== Exercise A ==
Reproduce the FINRA disciplinary passage below word for word, in full.
--- begin Text passage ---
From September 2013 through November 2016, another FINRA member used AAM to obtain fixed-income securities by purchasing the securities and selling them to the other FINRA member, which would then sell the securities to its customer. In these instances, AAM prepared electronic order memoranda for the transactions including certain information related to the other FINRA member. The information on the electronic order memoranda included the identity of the other FINRA member's registered representative who received each customer order.
 
In at least 30 instances, Williams recorded inaccurate information on order memoranda prepared for the other FINRA member. Williams recorded these orders as being received by a registered representative who had not received them from the customer. As Williams was aware, each order was actually received by a different registered representative who was not authorized to receive them due to a conflict of interest with the other FINRA member's customer.
 
Therefore, Williams violated FINRA Rule 2010. 
 
FINRA Fines and Suspends Rep for Unapproved Text Messaging
In the Matter of Kenneth John Arellano, Respondent (FINRA AWC 2019064285601)
--- end Text passage ---
--- begin Supplied entries ---
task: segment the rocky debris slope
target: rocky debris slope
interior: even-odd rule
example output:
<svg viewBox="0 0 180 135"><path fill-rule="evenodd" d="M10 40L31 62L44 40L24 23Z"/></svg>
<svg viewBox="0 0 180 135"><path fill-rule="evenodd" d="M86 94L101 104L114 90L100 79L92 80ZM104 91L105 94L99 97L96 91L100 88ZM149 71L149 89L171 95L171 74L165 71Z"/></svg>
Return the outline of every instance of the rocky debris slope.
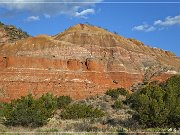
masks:
<svg viewBox="0 0 180 135"><path fill-rule="evenodd" d="M0 46L0 95L33 93L75 99L180 72L180 58L102 28L77 24L55 36L39 35Z"/></svg>

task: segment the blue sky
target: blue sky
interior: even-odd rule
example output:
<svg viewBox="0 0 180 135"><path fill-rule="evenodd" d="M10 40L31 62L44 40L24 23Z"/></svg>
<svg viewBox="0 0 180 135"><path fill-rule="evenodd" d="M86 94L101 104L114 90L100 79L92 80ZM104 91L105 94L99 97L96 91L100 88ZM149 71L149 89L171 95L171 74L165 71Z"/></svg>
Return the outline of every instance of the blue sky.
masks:
<svg viewBox="0 0 180 135"><path fill-rule="evenodd" d="M44 1L49 2L9 0L7 3L7 0L0 0L0 21L20 27L33 36L54 35L77 23L88 22L180 56L180 3L103 3L107 0L66 0L94 3L33 3ZM157 2L149 0L153 1Z"/></svg>

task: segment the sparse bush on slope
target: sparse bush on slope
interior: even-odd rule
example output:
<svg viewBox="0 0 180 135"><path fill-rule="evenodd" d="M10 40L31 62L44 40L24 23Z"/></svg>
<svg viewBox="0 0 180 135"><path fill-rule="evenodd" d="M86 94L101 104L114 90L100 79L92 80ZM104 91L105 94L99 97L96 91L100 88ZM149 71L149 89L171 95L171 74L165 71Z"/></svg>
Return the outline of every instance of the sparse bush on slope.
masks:
<svg viewBox="0 0 180 135"><path fill-rule="evenodd" d="M67 107L72 102L69 96L60 96L57 98L57 106L59 109Z"/></svg>
<svg viewBox="0 0 180 135"><path fill-rule="evenodd" d="M99 118L102 116L104 116L103 111L86 104L72 104L61 112L63 119Z"/></svg>
<svg viewBox="0 0 180 135"><path fill-rule="evenodd" d="M136 119L146 127L180 126L180 76L164 84L150 83L133 93L127 103L136 110Z"/></svg>
<svg viewBox="0 0 180 135"><path fill-rule="evenodd" d="M113 99L117 99L119 95L128 96L128 91L124 88L109 89L106 91L106 95L111 96Z"/></svg>
<svg viewBox="0 0 180 135"><path fill-rule="evenodd" d="M37 100L30 94L3 106L4 123L10 126L42 126L52 117L55 108L56 101L51 94Z"/></svg>

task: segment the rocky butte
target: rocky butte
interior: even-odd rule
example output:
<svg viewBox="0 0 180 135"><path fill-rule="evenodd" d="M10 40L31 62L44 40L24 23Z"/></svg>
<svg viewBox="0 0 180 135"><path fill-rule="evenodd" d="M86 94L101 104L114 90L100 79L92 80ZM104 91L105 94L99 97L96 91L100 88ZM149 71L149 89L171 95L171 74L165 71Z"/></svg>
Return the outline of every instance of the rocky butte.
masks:
<svg viewBox="0 0 180 135"><path fill-rule="evenodd" d="M0 101L47 92L81 99L180 73L175 54L96 26L77 24L54 36L8 32L0 27Z"/></svg>

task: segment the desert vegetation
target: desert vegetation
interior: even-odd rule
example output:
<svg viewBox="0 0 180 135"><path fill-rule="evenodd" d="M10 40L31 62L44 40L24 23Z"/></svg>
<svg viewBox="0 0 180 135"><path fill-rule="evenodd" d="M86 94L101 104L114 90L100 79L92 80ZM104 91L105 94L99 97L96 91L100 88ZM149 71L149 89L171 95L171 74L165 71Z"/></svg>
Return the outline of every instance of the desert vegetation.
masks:
<svg viewBox="0 0 180 135"><path fill-rule="evenodd" d="M0 104L0 132L179 132L180 76L73 101L50 93Z"/></svg>

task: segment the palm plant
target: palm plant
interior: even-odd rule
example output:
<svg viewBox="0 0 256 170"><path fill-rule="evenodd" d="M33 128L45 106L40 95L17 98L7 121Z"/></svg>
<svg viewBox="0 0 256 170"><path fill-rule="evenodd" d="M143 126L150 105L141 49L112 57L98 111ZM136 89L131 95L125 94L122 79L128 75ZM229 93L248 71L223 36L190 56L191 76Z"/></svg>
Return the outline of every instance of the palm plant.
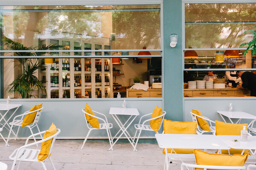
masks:
<svg viewBox="0 0 256 170"><path fill-rule="evenodd" d="M4 45L6 45L6 50L35 50L37 47L35 46L27 47L17 42L4 37L3 39ZM60 45L51 44L49 46L38 50L53 49L58 48ZM47 52L12 52L12 56L36 56ZM7 86L6 90L11 94L15 92L19 94L22 99L35 98L38 95L32 94L32 90L36 86L38 89L46 94L45 88L43 85L42 81L35 76L35 74L39 69L44 66L41 64L38 58L15 58L13 62L17 62L15 67L20 67L21 73L19 74L16 79L15 79Z"/></svg>

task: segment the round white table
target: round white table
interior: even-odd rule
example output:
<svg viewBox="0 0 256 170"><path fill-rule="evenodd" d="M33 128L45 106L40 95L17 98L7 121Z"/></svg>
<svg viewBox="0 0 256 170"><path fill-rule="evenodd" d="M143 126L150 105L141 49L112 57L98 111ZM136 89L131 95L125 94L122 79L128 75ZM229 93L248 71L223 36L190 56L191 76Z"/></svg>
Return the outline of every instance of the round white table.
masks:
<svg viewBox="0 0 256 170"><path fill-rule="evenodd" d="M0 170L7 170L7 165L4 163L0 162Z"/></svg>

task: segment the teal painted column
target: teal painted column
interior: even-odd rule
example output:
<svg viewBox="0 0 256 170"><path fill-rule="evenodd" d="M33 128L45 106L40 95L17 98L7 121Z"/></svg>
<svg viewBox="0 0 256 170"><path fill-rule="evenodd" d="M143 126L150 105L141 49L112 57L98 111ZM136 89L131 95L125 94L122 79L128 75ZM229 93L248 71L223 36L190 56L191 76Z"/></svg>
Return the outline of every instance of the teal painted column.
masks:
<svg viewBox="0 0 256 170"><path fill-rule="evenodd" d="M165 118L183 121L181 0L164 0L163 48ZM176 46L170 46L170 35L178 36Z"/></svg>

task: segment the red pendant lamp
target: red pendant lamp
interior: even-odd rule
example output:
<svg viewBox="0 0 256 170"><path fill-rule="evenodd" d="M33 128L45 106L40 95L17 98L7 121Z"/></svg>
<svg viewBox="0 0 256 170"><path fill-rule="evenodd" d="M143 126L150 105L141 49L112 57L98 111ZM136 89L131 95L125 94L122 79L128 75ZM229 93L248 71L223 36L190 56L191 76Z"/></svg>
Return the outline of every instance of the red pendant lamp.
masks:
<svg viewBox="0 0 256 170"><path fill-rule="evenodd" d="M144 46L143 47L143 50L146 49L146 46ZM149 51L140 51L139 53L138 53L138 56L146 56L146 55L151 55L151 53ZM148 58L151 58L152 57L137 57L138 58L142 58L142 59L148 59Z"/></svg>
<svg viewBox="0 0 256 170"><path fill-rule="evenodd" d="M237 50L227 50L224 53L225 57L239 57L239 52Z"/></svg>

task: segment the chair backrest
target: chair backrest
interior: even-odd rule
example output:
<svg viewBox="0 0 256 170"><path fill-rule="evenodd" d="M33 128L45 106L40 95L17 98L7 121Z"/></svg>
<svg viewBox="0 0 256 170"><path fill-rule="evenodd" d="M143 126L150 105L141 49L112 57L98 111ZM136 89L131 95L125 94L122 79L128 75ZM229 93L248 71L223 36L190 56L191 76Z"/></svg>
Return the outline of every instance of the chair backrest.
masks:
<svg viewBox="0 0 256 170"><path fill-rule="evenodd" d="M52 153L52 147L53 147L53 145L54 145L54 142L55 142L55 140L56 139L56 137L57 136L61 133L61 130L60 129L57 129L57 132L56 133L54 134L53 135L52 135L49 138L46 138L48 139L47 140L50 139L52 139L52 143L51 144L51 147L50 147L50 150L49 151L49 153L48 156L44 159L44 161L47 160L47 159L51 156L51 153ZM44 142L44 140L42 140L42 142Z"/></svg>
<svg viewBox="0 0 256 170"><path fill-rule="evenodd" d="M39 121L39 119L40 118L40 116L41 116L41 113L42 113L42 110L44 108L40 108L39 109L36 110L35 111L36 111L36 114L35 115L35 120L34 120L34 122L33 122L33 124L31 126L33 126L36 123L37 123ZM33 111L33 112L35 112Z"/></svg>
<svg viewBox="0 0 256 170"><path fill-rule="evenodd" d="M87 125L87 127L88 127L88 128L90 129L92 129L92 128L90 128L90 126L89 125L89 122L88 122L88 121L87 120L87 119L86 119L86 116L85 115L86 114L89 115L90 116L91 116L92 117L93 117L95 118L96 118L96 119L101 119L100 118L99 118L99 117L97 117L95 115L93 115L92 114L90 114L87 112L86 112L85 111L84 111L84 109L82 109L82 112L84 113L84 118L85 119L85 121L86 122L86 125ZM93 110L92 110L93 112Z"/></svg>
<svg viewBox="0 0 256 170"><path fill-rule="evenodd" d="M216 166L216 165L198 165L195 164L189 164L183 163L181 164L181 170L184 170L184 167L186 167L195 168L201 168L204 170L207 169L215 169L215 170L244 170L245 166Z"/></svg>

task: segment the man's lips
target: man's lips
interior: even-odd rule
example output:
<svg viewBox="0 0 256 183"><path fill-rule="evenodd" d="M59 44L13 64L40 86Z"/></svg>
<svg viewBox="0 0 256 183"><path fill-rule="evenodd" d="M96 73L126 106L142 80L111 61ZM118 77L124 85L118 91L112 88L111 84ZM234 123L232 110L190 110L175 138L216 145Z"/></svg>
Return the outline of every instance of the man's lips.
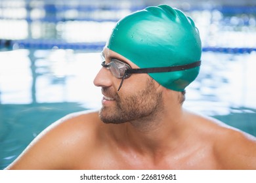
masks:
<svg viewBox="0 0 256 183"><path fill-rule="evenodd" d="M114 101L115 99L111 97L106 97L105 95L103 95L103 99L105 99L106 101Z"/></svg>

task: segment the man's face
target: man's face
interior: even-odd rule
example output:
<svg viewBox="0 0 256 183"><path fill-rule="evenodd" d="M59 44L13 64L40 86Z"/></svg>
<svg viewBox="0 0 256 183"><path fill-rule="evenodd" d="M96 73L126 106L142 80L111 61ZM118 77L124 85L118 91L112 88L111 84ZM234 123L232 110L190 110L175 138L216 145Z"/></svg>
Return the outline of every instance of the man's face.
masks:
<svg viewBox="0 0 256 183"><path fill-rule="evenodd" d="M106 63L111 59L117 59L139 68L131 61L105 48ZM136 120L154 118L162 107L161 93L159 84L147 74L133 74L125 79L121 90L117 92L121 79L116 78L111 71L102 67L96 75L94 83L102 87L102 107L100 118L104 123L121 124Z"/></svg>

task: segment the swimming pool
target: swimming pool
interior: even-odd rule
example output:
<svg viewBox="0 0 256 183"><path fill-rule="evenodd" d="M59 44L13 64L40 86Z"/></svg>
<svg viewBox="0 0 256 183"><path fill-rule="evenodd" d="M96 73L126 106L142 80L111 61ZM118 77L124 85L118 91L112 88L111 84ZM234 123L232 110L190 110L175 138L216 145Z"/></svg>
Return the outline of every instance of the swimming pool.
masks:
<svg viewBox="0 0 256 183"><path fill-rule="evenodd" d="M184 106L256 136L256 18L244 14L224 16L218 10L190 13L200 27L204 52L200 73L188 87ZM230 14L228 10L225 13ZM43 21L50 22L51 26L35 21L30 25L34 28L32 35L51 37L43 31L52 31L55 24L54 37L54 37L54 43L22 39L27 33L26 22L0 21L2 31L16 25L0 33L0 37L1 33L8 37L13 31L22 39L8 40L3 43L12 49L0 50L0 169L55 120L70 112L100 107L100 88L93 80L101 67L100 42L106 41L114 23L88 19L56 22L58 16L47 18ZM18 27L16 34L14 30ZM77 27L87 31L87 36L78 34ZM99 44L90 50L80 42L92 40Z"/></svg>

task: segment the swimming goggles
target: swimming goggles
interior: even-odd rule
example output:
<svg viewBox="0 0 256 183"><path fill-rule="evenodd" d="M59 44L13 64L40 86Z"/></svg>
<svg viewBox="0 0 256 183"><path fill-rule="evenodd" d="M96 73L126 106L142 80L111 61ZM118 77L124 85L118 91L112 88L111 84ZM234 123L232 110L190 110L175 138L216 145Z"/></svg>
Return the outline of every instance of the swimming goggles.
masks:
--- end Supplied entries ---
== Exercise B ==
Turn the records into a two-column CSV with the headers request and answer, one row per request. Put each text and its answer in a single quoted field with line breaks replaced by spaces. Include everything from the start of the records down to the line containing "1L49 2L9 0L7", and leave out the pictures.

== Full answer A ==
From September 2013 through November 2016, another FINRA member used AAM to obtain fixed-income securities by purchasing the securities and selling them to the other FINRA member, which would then sell the securities to its customer. In these instances, AAM prepared electronic order memoranda for the transactions including certain information related to the other FINRA member. The information on the electronic order memoranda included the identity of the other FINRA member's registered representative who received each customer order.
 
In at least 30 instances, Williams recorded inaccurate information on order memoranda prepared for the other FINRA member. Williams recorded these orders as being received by a registered representative who had not received them from the customer. As Williams was aware, each order was actually received by a different registered representative who was not authorized to receive them due to a conflict of interest with the other FINRA member's customer.
 
Therefore, Williams violated FINRA Rule 2010. 
 
FINRA Fines and Suspends Rep for Unapproved Text Messaging
In the Matter of Kenneth John Arellano, Respondent (FINRA AWC 2019064285601)

== Full answer B ==
request,answer
"task: segment the rocky debris slope target: rocky debris slope interior: even-odd rule example output: <svg viewBox=""0 0 180 135""><path fill-rule=""evenodd"" d=""M10 40L31 62L44 40L24 23Z""/></svg> <svg viewBox=""0 0 180 135""><path fill-rule=""evenodd"" d=""M86 94L101 104L114 90L100 79L92 80ZM104 91L105 94L99 97L96 91L100 88ZM149 71L149 89L171 95L171 74L165 71Z""/></svg> Return the outline of every instance of the rocky debris slope. masks:","<svg viewBox=""0 0 180 135""><path fill-rule=""evenodd"" d=""M0 46L0 95L33 93L75 99L180 72L180 58L102 28L77 24L55 36L39 35Z""/></svg>"
"task: segment the blue sky target: blue sky interior: even-odd rule example output: <svg viewBox=""0 0 180 135""><path fill-rule=""evenodd"" d=""M10 40L31 62L44 40L24 23Z""/></svg> <svg viewBox=""0 0 180 135""><path fill-rule=""evenodd"" d=""M86 94L101 104L114 90L100 79L92 80ZM104 91L105 94L99 97L96 91L100 88ZM149 71L149 89L171 95L171 74L165 71Z""/></svg> Return the outline of every instance of the blue sky. masks:","<svg viewBox=""0 0 180 135""><path fill-rule=""evenodd"" d=""M44 1L49 2L9 0L7 3L7 0L0 0L0 21L20 27L33 36L54 35L77 23L88 22L180 56L180 3L103 3L107 0L66 0L94 3L33 3ZM157 2L149 0L153 1Z""/></svg>"